=== Extracted data ===

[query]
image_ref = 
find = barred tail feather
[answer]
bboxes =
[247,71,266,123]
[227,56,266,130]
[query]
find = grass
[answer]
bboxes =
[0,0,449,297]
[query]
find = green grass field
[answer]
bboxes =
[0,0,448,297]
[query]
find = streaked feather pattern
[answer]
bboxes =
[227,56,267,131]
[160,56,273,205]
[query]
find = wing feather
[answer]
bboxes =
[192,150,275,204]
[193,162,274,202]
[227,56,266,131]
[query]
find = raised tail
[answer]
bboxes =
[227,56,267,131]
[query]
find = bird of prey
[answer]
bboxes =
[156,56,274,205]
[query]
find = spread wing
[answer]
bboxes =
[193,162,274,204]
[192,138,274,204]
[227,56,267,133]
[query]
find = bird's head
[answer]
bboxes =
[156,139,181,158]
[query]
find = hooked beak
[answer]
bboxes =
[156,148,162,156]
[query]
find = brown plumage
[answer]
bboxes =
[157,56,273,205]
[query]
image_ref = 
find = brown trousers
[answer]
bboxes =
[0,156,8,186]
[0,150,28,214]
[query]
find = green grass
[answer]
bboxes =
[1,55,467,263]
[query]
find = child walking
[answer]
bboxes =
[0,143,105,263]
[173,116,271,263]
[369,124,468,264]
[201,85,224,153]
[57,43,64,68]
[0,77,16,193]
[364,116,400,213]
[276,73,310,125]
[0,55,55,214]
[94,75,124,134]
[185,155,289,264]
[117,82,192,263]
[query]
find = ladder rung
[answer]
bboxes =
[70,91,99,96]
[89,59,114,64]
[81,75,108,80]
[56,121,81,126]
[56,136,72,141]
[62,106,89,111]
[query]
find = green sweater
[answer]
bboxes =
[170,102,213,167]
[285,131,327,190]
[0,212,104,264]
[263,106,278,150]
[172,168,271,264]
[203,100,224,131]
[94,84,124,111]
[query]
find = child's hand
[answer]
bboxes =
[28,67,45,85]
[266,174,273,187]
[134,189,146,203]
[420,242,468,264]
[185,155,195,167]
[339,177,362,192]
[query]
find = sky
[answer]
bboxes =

===

• Exercise requirements: Your answer must consist solely of the lines from the top of the entries above through the line containing "find = raised tail", copied exactly, both ends included.

• Written answer:
[query]
image_ref = 
find = barred tail feather
[answer]
bboxes =
[247,71,266,123]
[227,56,266,130]
[query]
find = grass
[answer]
bboxes =
[0,0,449,297]
[query]
find = green grass field
[answer]
bboxes =
[0,0,448,297]
[query]
find = streaked feather pattern
[answer]
bboxes =
[227,56,267,131]
[160,56,273,205]
[query]
find = wing feather
[answer]
bboxes =
[192,150,275,204]
[193,162,274,202]
[227,56,266,131]
[query]
find = raised tail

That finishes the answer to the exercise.